┌──

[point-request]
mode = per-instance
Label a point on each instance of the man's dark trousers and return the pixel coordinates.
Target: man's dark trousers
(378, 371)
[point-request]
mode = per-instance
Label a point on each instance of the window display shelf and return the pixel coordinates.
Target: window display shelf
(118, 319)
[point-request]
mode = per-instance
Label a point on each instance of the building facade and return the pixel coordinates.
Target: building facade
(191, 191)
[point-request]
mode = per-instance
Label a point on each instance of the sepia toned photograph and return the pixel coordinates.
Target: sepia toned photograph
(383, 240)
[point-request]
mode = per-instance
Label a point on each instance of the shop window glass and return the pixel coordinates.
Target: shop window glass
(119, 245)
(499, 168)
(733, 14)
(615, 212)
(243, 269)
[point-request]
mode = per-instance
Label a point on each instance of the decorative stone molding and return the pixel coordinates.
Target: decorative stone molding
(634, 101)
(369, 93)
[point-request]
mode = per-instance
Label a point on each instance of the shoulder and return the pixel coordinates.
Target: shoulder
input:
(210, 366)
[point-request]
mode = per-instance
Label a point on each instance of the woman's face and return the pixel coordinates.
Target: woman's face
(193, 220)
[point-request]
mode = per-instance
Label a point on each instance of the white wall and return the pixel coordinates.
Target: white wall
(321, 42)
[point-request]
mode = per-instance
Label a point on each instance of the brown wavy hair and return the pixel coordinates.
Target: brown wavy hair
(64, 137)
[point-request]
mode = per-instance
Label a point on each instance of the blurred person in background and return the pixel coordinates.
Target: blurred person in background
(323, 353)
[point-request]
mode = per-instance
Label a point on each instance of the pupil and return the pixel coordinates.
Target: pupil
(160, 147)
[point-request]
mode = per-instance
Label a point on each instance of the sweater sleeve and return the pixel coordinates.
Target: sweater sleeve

└──

> **Requirement**: Check each line of the entries above for the word "sweater". List the ones that have it.

> **Your response**:
Label a point on each instance of the sweater sleeve and return the pixel coordinates.
Target: sweater sleeve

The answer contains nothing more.